Dataset extract –
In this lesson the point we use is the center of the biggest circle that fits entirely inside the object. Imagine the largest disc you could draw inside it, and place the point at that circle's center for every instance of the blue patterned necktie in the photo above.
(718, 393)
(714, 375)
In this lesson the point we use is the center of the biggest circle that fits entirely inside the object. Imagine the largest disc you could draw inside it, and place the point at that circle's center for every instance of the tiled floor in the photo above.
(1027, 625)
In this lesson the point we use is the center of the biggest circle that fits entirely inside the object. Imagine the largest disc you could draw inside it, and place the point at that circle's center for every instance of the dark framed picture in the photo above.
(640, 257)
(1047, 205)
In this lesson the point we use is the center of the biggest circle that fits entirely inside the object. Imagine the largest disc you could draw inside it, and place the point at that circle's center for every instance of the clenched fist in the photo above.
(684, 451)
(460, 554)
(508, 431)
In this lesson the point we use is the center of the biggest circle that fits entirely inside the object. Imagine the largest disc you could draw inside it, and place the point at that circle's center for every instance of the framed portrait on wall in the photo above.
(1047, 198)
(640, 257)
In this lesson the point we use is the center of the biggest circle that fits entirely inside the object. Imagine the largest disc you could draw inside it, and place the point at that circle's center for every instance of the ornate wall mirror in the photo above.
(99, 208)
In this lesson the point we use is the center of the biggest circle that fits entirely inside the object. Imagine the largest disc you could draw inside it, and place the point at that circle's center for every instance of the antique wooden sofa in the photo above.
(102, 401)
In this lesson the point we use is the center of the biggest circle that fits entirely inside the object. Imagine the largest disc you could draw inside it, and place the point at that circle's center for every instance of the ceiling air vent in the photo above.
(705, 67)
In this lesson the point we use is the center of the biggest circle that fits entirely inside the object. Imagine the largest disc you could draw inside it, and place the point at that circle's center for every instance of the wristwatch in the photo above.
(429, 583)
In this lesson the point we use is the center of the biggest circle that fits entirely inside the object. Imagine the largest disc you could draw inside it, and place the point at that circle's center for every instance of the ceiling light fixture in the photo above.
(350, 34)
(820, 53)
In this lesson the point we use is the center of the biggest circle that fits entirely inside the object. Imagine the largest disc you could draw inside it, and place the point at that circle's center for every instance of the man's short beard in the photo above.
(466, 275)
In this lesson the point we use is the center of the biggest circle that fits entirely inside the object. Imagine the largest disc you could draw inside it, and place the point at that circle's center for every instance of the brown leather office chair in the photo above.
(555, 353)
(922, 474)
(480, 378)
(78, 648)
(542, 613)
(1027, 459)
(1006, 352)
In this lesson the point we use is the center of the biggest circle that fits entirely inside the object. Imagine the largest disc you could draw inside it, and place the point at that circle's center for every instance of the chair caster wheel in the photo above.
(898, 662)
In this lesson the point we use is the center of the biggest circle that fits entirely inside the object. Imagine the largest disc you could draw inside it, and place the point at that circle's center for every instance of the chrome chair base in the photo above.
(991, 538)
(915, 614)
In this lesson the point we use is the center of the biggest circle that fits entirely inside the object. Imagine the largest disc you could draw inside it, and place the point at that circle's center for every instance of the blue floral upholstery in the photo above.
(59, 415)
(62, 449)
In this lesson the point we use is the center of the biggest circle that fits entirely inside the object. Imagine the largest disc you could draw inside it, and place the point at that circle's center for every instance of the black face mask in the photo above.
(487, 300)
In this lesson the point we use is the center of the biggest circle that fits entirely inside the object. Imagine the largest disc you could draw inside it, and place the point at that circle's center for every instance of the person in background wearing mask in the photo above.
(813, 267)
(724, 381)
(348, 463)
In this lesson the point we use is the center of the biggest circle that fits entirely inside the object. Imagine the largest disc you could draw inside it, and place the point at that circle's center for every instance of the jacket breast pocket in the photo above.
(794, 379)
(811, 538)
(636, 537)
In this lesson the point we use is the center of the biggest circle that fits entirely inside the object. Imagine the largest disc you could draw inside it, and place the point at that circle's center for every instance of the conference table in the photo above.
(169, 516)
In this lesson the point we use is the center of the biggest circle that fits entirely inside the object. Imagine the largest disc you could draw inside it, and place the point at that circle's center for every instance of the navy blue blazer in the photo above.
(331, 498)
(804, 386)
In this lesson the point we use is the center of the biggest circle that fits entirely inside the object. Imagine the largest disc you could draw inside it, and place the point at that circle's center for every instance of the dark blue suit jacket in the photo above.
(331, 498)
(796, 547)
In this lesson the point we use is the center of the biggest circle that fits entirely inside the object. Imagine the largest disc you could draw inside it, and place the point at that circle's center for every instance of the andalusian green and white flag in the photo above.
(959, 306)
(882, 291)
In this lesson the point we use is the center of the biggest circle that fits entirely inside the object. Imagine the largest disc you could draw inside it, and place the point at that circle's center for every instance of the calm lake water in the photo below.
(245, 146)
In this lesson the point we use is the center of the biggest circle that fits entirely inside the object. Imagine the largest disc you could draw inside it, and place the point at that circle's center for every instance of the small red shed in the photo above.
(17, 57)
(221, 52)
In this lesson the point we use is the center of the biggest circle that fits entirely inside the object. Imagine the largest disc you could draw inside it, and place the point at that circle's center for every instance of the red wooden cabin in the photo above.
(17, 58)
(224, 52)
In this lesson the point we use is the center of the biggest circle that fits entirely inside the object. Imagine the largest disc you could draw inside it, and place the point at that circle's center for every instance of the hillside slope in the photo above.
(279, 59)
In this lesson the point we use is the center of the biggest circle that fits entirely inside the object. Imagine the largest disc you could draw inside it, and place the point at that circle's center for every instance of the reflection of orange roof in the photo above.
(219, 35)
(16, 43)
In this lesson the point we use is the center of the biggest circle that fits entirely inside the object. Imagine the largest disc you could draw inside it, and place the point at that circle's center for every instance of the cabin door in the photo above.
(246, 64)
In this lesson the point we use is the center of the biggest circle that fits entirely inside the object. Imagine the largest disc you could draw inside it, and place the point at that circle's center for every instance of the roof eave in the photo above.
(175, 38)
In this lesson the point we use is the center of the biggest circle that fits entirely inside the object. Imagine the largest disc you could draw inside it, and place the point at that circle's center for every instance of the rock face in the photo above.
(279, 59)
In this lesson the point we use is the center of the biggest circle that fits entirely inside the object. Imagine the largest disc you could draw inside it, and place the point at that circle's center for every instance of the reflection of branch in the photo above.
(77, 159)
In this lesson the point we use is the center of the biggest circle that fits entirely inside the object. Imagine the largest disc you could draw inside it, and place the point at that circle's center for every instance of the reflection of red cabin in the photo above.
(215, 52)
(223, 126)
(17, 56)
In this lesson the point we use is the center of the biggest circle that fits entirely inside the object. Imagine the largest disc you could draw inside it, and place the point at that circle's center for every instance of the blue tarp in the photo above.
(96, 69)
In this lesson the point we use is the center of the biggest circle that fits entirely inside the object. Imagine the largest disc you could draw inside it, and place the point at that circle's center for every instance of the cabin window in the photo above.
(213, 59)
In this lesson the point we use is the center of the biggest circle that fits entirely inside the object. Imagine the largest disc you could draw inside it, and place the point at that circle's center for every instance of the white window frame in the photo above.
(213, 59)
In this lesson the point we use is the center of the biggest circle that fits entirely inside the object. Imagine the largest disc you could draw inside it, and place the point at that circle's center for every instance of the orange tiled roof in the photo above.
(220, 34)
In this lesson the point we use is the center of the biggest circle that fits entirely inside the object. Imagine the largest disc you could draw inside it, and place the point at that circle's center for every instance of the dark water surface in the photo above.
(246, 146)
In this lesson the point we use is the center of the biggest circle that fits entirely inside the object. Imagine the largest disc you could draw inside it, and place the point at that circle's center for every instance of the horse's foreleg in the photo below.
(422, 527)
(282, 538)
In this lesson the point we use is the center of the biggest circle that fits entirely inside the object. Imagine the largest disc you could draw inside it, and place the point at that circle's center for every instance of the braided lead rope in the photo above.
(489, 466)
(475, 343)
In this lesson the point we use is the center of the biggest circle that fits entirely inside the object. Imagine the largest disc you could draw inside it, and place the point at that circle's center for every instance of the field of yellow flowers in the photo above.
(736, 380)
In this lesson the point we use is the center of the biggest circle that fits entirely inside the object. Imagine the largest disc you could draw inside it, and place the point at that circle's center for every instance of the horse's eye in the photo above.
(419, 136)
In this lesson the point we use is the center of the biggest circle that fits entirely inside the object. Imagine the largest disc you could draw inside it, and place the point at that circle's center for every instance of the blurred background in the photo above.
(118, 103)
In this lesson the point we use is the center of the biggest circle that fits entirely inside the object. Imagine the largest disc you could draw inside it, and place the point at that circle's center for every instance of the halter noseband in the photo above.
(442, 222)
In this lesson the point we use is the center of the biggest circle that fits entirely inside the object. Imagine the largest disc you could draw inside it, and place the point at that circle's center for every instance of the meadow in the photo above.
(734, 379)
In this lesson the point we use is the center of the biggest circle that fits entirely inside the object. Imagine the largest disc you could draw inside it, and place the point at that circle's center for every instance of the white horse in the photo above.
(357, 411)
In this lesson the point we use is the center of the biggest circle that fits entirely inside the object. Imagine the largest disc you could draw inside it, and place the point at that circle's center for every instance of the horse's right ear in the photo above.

Request – Write out, word for word, every line from the one containing "flowers in the photo above." through the last line of the records above.

Answer for the task –
In this lesson the point we use is the center of the biggest circle that fits entirely inside the object. Imagine the largest disc you could draw inside it, and place the point at that circle's center for every instance of the field of yellow flowers in the photo above.
(736, 380)
In this lesson the point we use is the center of the biggest circle that fits entirely inside the object. Imagine the largest disc you could draw inside it, and place the point at that circle's center for every instance of the horse's eye in the photo above.
(419, 136)
In this lesson the point we use is the center of the biggest circle that fits entirely inside the object. Imagine the largest disc you could draw inside it, and place the point at that circle's center for every instance of the blurred background in the photo above.
(118, 103)
In this lesson the point we use is the center of the biggest circle that fits entirely inside the object. Imagine the largest disc you could draw inside it, and place the point at that circle's center for every instance of the halter noseband in the photo above.
(442, 222)
In this lesson the point we use is the center of the biggest circle that fits entirely inside the object. Imagine the largest disc you could draw inside it, and place the point at that circle's center for every instance of the meadow in the photo above.
(734, 379)
In this lesson the point we use is the center of the biggest circle that fits entirely inside the object. Imagine the largest disc you could draw inside it, and place the point at that circle's center for every instance of the white horse in the photo above.
(357, 411)
In this lesson the point we use is the center of the biggest circle that fits entirely inside the object. Imagine the largest disc you could draw inside it, and place the point at that circle's center for every instance of the horse's right ear in the photo above.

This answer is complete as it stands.